# PPO2 on Solo8 v2 Vanilla for Quadrupedal Standing
Try to get the solo to stand on 4 feet stabley

## Ensure that Tensorflow is using the GPU

In [1]:
import tensorflow as tf
if tf.test.gpu_device_name():
    print('Default GPU Device: {}'.format(tf.test.gpu_device_name()))
else:
    print("Please install GPU version of TF")

Default GPU Device: /device:GPU:0


## Define Experiment Tags

In [2]:
TAGS = ['solov2vanilla', 'gpu', 'home_pos_split_task', 
        'unnormalized_actions']

# Import required libraries

In [3]:
from gym_solo.envs import solo8v2vanilla
from gym_solo.core import obs
from gym_solo.core import rewards
from gym_solo.core import termination as terms

import gym
import gym_solo



## Parse CLI arguments and register w/ wandb

This experiment will be using the auto trainer to handle all of the hyperparmeter running

In [4]:
from auto_trainer import params
import auto_trainer

The TensorFlow contrib module will not be included in TensorFlow 2.0.
For more information, please see:
  * https://github.com/tensorflow/community/blob/master/rfcs/20180907-contrib-sunset.md
  * https://github.com/tensorflow/addons
  * https://github.com/tensorflow/io (for I/O related ops)
If you depend on functionality not listed there, please file an issue.



Give the robot a total of 10 seconds simulation time to learn how to stand.

# [WRITTEN PROBLEM]
Copy the notebook passage that begins with "For more information, please" and ends with "how to stand.", and swap "robot" for "quadruped".

# [INFORMATION SUPPLIED]
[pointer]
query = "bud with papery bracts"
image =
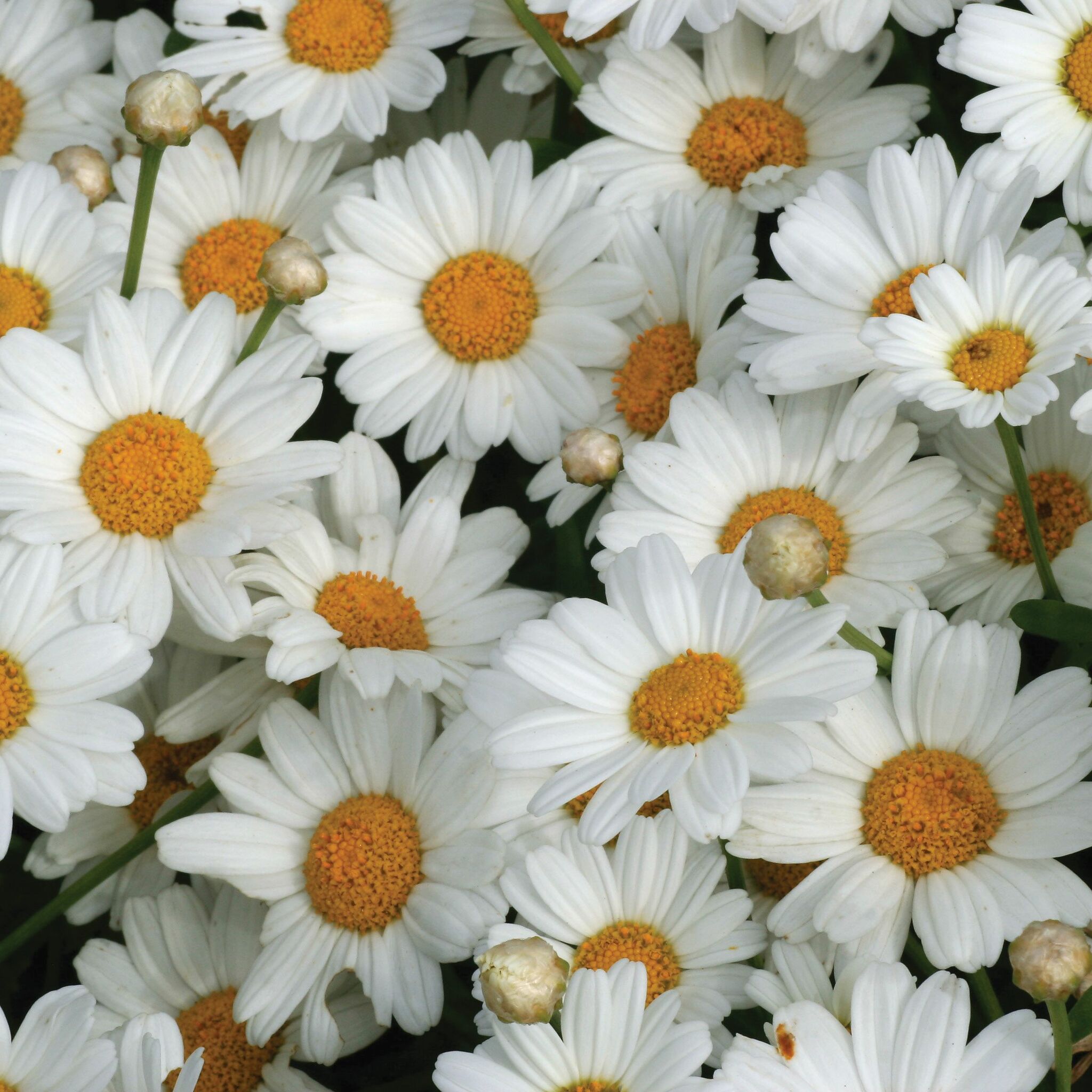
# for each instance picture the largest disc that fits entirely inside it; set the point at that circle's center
(163, 108)
(522, 981)
(1050, 960)
(591, 457)
(85, 168)
(292, 271)
(786, 556)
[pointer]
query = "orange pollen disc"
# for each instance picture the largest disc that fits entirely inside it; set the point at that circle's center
(993, 360)
(236, 138)
(662, 362)
(12, 106)
(372, 612)
(929, 809)
(481, 307)
(896, 299)
(146, 474)
(637, 943)
(165, 766)
(1062, 507)
(741, 135)
(778, 880)
(686, 700)
(226, 259)
(365, 860)
(338, 35)
(782, 502)
(17, 699)
(231, 1063)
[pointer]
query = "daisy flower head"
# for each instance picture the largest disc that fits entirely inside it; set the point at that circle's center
(940, 799)
(470, 300)
(694, 267)
(89, 437)
(737, 459)
(679, 684)
(419, 893)
(187, 952)
(984, 344)
(902, 1038)
(46, 45)
(607, 1040)
(745, 125)
(319, 63)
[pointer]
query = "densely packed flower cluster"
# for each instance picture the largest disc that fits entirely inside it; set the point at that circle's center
(545, 545)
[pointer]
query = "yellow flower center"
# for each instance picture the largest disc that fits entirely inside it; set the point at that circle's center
(741, 135)
(236, 138)
(12, 106)
(226, 259)
(778, 880)
(896, 299)
(480, 307)
(1062, 507)
(781, 502)
(231, 1063)
(165, 766)
(365, 860)
(640, 944)
(17, 698)
(993, 360)
(372, 612)
(338, 35)
(929, 809)
(662, 362)
(686, 700)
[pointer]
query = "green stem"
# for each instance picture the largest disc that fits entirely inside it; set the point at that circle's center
(151, 157)
(1015, 456)
(548, 45)
(853, 637)
(270, 311)
(1063, 1047)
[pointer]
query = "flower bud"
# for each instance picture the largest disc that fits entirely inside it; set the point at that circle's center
(163, 108)
(591, 457)
(522, 981)
(292, 271)
(1050, 960)
(786, 556)
(86, 168)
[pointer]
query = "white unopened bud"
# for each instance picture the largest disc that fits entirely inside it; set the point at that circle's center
(786, 556)
(522, 981)
(163, 108)
(292, 271)
(1050, 960)
(591, 457)
(86, 168)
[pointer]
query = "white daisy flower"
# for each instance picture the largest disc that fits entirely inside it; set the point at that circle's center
(52, 254)
(471, 302)
(320, 63)
(60, 745)
(87, 440)
(902, 1039)
(187, 953)
(607, 1040)
(940, 799)
(745, 126)
(680, 683)
(1040, 62)
(44, 46)
(738, 459)
(984, 344)
(420, 892)
(693, 267)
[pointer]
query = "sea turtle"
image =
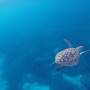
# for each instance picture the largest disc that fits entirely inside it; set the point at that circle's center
(69, 56)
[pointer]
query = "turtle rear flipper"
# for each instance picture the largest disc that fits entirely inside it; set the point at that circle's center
(68, 43)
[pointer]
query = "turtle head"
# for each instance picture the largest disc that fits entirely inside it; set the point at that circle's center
(80, 48)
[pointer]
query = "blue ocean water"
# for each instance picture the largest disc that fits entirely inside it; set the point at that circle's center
(31, 34)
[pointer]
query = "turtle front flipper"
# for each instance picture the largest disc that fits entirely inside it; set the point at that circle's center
(84, 52)
(80, 48)
(68, 43)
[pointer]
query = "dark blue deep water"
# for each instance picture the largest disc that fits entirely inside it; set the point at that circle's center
(32, 32)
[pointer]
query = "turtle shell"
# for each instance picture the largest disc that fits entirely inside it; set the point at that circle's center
(68, 57)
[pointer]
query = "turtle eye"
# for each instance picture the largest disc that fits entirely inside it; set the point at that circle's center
(62, 60)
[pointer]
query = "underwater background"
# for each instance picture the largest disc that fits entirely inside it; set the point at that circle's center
(31, 34)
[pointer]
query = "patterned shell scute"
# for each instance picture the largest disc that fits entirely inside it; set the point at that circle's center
(67, 57)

# [REPLY]
For more information, please see:
  * https://github.com/tensorflow/community/blob/master/rfcs/20180907-contrib-sunset.md
  * https://github.com/tensorflow/addons
  * https://github.com/tensorflow/io (for I/O related ops)
If you depend on functionality not listed there, please file an issue.



Give the quadruped a total of 10 seconds simulation time to learn how to stand.